BRIEF:
Rewrite the forum thread from the words containing "Oddly enugh, I" through "robbet10 (Sep 13, 2006)", putting "the setup program" in place of "windows installer".

# EZARC.msi file not found



## iamkihn (Sep 13, 2006)

What in the world is this file my PC keeps looking for??

The feature you are tring to use is on a network resource that is unavailable

Look for folder containing the installation package "MyDVD.msi"
It keeps looking in c:\hp\tmp\src\

Oddly enugh, I am not trying to use any program. It pops up at startup and windows installer keeps popping up over and over again>>>>>??????????????


----------



## robbet10 (Sep 13, 2006)

iamkihn said:


> What in the world is this file my PC keeps looking for??
> 
> The feature you are tring to use is on a network resource that is unavailable
> 
> ...


----------



## Julichimp (Nov 26, 2006)

Look, some file related to sonic is corrupted. You need to unable the DMAScheduler, it's easy. Follow this:
Start
Run
Type MSCONFIG click Ok
Go to Startup
Click the DMAScheduler (to unable it)
Click OK
Restart

It's ok, I just did it.:up:


----------



## jojosmommy (Apr 18, 2007)

every time i start my computer,this window appears saying folder not found,ive tried to DMA scheduler,but mine says disable,or enable all what do i do?

DATA EXCERPT:
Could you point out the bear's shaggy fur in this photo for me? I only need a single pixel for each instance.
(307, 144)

FINISHED EXERCISE:
Oddly enugh, I am not trying to use any program. It pops up at startup and the setup program keeps popping up over and over again>>>>>??????????????


----------



## robbet10 (Sep 13, 2006)